>>>

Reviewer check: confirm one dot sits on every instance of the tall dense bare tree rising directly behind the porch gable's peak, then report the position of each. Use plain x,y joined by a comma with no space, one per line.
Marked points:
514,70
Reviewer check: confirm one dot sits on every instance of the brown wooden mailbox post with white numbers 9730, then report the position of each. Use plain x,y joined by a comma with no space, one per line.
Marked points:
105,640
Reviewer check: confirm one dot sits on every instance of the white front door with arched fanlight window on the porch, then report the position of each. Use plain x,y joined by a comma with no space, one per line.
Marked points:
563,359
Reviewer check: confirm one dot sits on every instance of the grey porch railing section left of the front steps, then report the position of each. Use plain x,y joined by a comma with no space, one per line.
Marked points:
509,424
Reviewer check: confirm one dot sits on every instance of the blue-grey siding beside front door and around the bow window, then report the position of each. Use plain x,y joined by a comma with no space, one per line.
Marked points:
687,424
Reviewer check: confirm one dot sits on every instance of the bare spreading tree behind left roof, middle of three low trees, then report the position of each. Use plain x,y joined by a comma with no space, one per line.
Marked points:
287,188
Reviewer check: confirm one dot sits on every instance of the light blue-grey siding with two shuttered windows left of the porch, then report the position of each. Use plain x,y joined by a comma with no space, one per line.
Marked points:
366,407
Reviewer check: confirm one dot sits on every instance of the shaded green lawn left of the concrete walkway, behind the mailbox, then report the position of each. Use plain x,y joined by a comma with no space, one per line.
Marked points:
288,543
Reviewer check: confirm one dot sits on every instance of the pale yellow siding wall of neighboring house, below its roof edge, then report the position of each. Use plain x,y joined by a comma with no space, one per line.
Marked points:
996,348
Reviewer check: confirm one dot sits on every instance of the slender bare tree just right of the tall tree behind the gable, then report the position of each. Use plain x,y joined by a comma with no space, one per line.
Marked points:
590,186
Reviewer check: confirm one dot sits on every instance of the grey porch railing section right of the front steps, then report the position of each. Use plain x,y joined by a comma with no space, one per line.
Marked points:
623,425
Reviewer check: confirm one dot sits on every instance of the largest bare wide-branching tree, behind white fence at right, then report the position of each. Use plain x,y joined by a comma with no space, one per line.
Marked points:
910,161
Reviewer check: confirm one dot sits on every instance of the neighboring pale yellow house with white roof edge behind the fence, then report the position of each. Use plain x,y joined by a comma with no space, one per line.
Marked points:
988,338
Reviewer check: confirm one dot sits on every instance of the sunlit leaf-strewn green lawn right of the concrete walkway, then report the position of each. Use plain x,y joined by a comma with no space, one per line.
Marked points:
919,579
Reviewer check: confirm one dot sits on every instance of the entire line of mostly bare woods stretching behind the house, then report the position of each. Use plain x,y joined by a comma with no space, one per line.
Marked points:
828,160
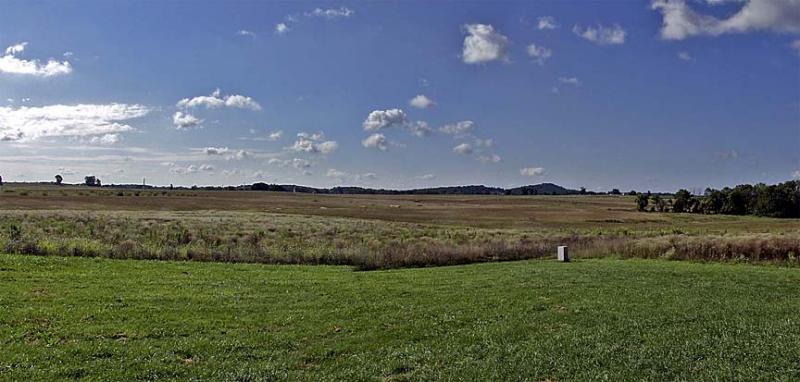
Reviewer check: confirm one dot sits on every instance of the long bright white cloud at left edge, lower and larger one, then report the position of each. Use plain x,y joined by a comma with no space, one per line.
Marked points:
83,120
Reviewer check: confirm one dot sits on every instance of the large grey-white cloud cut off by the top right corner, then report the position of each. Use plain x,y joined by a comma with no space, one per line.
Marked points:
680,21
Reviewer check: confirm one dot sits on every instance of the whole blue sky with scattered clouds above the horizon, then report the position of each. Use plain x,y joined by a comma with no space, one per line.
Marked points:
632,95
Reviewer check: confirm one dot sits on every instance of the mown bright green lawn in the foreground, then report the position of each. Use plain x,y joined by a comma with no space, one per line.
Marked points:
535,320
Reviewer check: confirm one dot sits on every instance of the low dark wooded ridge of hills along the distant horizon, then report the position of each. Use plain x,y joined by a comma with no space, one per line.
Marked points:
538,189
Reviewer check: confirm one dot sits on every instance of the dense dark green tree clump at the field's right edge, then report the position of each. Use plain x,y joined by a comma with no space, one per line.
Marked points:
779,200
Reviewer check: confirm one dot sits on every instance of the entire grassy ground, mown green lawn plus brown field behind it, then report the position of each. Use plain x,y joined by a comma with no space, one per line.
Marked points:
71,313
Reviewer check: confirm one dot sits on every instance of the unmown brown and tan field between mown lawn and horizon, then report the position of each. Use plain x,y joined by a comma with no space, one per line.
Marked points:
370,232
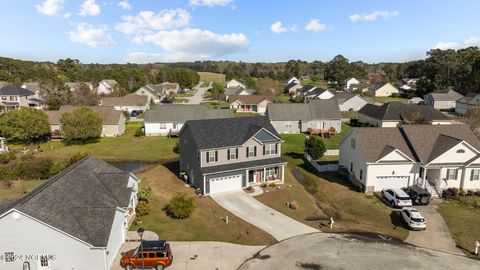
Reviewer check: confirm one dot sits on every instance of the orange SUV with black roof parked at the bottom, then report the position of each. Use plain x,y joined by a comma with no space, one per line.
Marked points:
151,254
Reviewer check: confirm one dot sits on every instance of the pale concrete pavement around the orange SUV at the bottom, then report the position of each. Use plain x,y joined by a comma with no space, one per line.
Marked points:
202,255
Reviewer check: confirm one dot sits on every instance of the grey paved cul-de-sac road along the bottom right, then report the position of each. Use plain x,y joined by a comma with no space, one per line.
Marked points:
330,251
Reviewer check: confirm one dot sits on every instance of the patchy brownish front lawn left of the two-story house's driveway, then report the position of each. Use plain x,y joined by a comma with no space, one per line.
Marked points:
205,224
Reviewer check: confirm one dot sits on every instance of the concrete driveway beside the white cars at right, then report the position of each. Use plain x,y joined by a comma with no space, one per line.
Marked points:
436,236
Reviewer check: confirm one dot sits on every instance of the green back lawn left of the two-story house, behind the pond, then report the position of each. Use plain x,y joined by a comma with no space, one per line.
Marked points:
123,148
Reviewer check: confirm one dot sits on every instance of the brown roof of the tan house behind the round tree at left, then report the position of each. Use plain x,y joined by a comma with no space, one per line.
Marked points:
108,114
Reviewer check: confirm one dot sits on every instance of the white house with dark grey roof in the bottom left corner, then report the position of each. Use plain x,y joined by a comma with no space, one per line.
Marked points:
77,219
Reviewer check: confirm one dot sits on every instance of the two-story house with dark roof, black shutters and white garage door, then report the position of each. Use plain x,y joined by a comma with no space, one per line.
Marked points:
221,155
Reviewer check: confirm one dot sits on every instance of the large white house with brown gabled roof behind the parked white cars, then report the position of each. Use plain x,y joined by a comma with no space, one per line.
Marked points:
434,157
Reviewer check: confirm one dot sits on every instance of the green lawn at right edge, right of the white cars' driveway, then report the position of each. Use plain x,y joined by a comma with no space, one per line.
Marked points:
463,221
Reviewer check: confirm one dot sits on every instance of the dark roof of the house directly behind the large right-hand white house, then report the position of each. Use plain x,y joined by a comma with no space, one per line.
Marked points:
396,111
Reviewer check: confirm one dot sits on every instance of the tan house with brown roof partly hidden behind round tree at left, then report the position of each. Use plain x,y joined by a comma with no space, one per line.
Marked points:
113,120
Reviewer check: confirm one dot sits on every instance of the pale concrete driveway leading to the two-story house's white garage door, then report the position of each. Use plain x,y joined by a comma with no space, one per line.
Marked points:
256,213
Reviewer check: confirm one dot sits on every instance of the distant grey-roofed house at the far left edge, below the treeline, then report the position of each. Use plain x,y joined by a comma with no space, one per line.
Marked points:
14,96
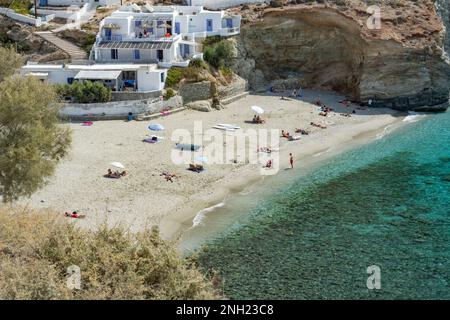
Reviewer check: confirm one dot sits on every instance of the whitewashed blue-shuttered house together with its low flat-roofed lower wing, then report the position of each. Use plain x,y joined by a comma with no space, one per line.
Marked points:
136,45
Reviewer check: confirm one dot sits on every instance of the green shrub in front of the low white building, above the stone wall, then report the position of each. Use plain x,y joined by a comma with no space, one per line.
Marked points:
85,92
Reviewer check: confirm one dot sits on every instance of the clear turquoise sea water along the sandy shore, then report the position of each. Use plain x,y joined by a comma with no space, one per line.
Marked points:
386,203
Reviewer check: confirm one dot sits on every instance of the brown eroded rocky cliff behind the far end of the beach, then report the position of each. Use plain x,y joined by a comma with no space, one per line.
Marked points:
402,65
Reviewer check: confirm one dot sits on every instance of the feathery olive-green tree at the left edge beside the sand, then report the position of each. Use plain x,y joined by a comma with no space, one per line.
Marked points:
31,140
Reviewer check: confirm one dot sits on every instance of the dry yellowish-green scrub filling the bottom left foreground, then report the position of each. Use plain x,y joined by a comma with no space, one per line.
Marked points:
36,248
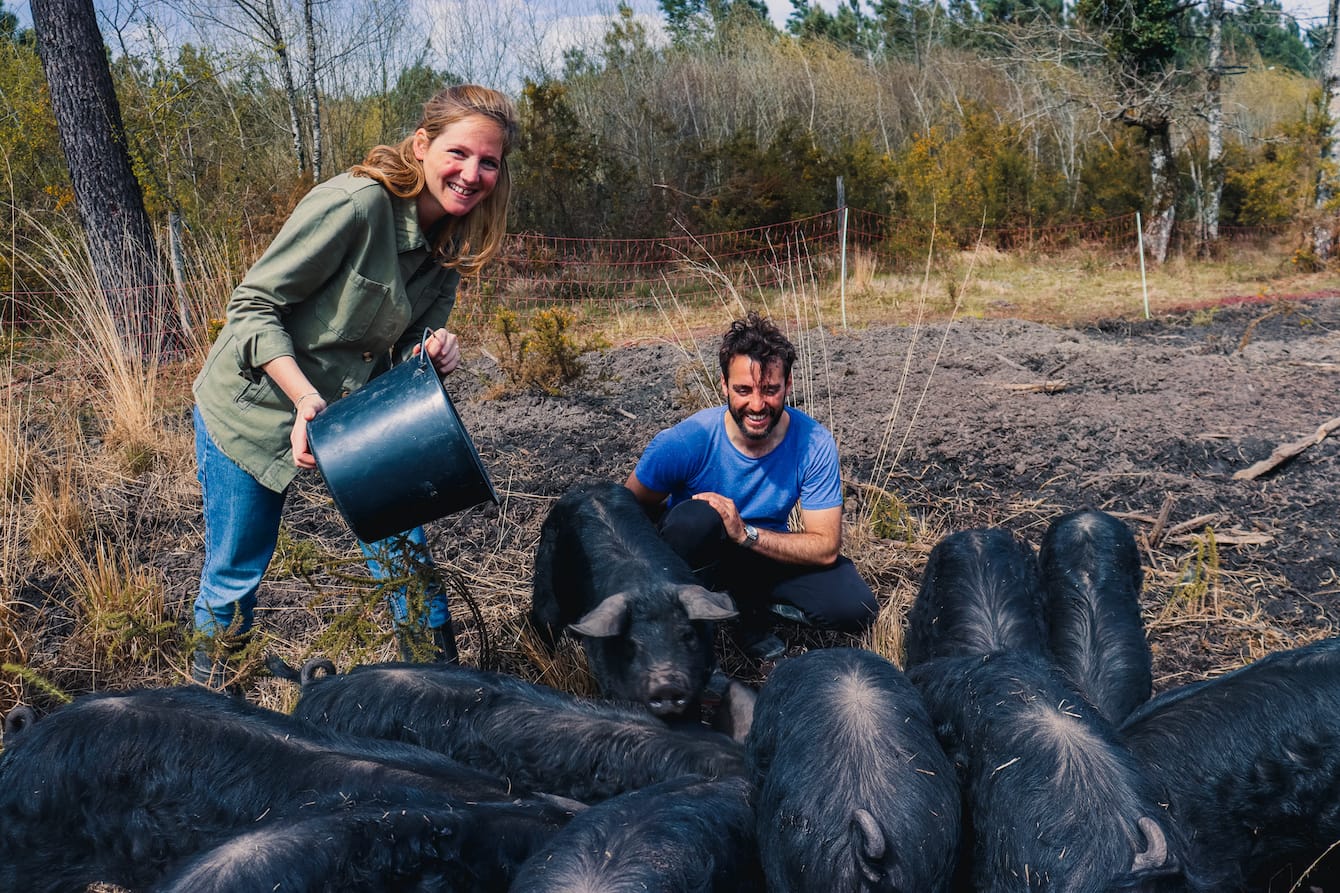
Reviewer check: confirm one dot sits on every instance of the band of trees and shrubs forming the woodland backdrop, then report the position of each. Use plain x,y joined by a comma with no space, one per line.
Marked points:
1004,115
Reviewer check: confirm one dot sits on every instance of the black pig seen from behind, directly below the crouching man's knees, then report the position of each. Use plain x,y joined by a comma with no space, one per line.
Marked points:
854,790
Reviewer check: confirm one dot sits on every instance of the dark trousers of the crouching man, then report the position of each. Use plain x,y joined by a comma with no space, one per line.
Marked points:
830,597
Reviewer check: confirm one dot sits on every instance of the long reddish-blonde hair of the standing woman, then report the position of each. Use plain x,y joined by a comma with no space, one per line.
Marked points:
470,242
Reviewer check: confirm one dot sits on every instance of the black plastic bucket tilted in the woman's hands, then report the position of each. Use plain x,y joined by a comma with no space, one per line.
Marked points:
395,454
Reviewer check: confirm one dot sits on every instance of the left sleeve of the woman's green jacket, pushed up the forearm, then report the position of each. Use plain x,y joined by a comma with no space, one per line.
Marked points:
310,250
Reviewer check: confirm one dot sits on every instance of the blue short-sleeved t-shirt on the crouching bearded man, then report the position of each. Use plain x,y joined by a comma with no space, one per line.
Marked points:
697,457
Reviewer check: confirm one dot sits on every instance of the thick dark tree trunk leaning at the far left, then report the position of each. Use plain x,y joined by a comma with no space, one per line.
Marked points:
93,139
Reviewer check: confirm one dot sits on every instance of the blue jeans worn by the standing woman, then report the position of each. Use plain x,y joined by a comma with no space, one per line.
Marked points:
242,529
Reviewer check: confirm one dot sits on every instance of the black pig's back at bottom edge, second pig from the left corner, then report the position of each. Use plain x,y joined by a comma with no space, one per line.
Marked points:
369,849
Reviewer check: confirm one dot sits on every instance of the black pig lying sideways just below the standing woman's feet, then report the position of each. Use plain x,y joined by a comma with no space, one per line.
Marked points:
534,735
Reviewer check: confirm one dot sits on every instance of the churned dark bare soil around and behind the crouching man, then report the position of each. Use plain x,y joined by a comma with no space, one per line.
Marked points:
941,427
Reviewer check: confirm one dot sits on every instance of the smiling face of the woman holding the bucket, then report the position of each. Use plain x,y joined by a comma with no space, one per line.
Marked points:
460,167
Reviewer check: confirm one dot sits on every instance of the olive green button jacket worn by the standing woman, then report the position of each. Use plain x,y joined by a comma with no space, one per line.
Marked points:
348,288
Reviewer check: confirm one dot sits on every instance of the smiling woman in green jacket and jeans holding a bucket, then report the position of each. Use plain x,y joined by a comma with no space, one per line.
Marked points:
399,230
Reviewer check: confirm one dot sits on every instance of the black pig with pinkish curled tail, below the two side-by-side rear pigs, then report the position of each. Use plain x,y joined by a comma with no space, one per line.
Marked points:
1053,801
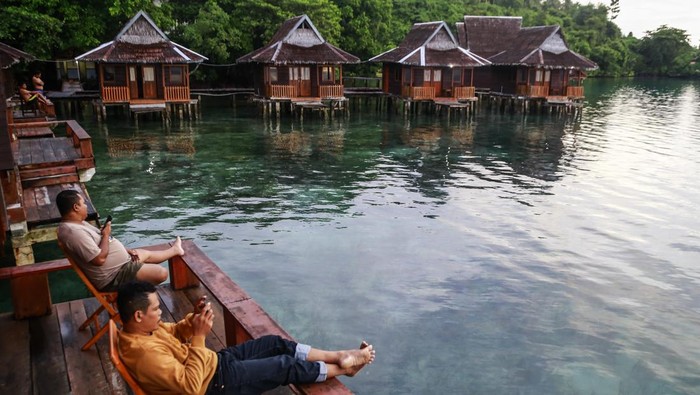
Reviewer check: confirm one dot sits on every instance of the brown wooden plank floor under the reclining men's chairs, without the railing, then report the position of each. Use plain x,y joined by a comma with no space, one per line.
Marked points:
42,355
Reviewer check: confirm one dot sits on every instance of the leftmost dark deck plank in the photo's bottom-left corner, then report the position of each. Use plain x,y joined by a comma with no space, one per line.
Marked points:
14,356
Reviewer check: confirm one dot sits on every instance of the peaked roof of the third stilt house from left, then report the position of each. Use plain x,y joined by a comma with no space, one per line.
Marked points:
430,44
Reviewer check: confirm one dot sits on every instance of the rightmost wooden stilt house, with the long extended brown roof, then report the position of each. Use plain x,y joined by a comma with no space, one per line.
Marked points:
533,62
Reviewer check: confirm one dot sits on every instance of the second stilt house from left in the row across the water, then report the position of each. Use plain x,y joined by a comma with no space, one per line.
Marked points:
298,63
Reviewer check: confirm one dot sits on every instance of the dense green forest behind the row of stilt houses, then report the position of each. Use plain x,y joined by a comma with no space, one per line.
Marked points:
224,30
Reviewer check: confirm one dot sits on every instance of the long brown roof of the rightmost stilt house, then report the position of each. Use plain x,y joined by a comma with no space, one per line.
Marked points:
503,41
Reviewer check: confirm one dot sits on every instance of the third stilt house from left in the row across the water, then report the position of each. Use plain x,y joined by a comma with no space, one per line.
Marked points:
429,64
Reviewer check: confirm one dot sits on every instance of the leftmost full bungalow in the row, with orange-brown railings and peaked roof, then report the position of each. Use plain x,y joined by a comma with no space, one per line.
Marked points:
142,69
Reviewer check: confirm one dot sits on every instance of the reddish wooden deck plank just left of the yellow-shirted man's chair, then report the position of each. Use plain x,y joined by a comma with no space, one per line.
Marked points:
79,364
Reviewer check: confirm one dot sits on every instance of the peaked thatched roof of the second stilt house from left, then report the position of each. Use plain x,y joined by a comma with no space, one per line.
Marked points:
298,42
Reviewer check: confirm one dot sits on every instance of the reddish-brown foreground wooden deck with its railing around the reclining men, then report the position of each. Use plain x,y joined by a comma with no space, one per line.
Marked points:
44,351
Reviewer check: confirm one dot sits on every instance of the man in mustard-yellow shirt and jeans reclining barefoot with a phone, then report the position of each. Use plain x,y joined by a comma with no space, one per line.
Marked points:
167,358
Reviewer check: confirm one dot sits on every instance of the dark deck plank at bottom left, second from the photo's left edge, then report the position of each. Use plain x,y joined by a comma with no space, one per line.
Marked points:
46,349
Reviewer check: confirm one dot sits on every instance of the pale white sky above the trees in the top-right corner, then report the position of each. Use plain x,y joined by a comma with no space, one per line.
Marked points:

<<<

Action item
Beginning with the line that has "man in mustard-yellow", set down each line through the last one above, exactly, and nothing else.

Written response
Reviewer check: confirm one dot sits on every instance of the man in mustard-yellow shirt and jeans reclining barefoot with a phone, then report the position of each. Use plain x,y joined by a comma with no space, one per line.
Marked points:
167,358
Reviewer check: confirm one dot sits on every instance of the dark deck plank at bottom left, second from the photo's left edge, then report the position of each. Use plain x,y joined by a comma with no space, one per line.
Marked points:
46,349
Reviewer check: confirm one dot sits on every instance of the pale white sky above the trees in the top-right corner, then report the position of each. Use plain x,y joined by a comma with no space, one per line.
Marked points:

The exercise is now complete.